_Given task_:
Locate each line in the rows below that contains the string "fence", paying attention to upper and lower case, and copy those lines.

[Pointing dataset excerpts]
+ + + + +
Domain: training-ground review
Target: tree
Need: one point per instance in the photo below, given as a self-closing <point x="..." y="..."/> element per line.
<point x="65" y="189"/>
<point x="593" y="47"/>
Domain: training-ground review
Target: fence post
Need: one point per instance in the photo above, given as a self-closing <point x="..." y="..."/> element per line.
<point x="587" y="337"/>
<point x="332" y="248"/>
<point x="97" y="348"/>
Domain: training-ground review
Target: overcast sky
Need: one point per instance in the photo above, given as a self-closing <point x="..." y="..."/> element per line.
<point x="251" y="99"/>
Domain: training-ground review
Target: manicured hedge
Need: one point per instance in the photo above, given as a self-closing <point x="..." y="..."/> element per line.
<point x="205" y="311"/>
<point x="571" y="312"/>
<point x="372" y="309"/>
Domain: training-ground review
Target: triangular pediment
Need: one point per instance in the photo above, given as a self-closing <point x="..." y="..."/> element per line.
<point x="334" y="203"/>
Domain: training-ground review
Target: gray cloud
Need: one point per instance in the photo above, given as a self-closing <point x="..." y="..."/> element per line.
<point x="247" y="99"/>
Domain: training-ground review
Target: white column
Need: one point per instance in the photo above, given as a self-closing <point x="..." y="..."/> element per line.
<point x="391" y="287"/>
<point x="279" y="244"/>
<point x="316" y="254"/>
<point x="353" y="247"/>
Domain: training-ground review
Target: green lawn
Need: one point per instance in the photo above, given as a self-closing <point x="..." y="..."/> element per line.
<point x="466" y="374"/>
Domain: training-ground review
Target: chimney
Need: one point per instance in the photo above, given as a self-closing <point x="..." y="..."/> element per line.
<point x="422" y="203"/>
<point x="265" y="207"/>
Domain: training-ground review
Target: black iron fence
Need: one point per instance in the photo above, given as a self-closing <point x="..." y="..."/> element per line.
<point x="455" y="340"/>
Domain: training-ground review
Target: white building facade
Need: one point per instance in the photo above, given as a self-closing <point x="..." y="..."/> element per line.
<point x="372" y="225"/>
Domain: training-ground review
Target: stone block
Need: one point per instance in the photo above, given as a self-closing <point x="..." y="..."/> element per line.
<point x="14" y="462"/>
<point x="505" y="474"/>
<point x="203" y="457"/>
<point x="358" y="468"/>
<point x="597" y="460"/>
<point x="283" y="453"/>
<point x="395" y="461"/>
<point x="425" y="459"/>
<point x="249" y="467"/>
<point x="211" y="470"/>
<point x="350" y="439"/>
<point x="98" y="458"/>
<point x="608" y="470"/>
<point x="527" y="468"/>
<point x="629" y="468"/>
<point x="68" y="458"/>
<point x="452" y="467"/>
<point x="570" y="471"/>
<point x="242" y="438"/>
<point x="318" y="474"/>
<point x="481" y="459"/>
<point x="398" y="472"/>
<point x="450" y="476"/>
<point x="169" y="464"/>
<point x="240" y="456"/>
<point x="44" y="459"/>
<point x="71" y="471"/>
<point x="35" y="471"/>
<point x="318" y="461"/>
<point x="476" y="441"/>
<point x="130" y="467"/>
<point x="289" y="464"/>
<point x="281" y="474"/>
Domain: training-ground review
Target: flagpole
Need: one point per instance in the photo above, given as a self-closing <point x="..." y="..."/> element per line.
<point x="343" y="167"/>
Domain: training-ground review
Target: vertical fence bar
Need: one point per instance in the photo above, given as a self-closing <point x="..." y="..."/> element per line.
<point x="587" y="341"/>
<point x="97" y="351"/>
+ + + + +
_Reply to the exercise_:
Target: fence post
Target: black iron fence
Target: vertical fence bar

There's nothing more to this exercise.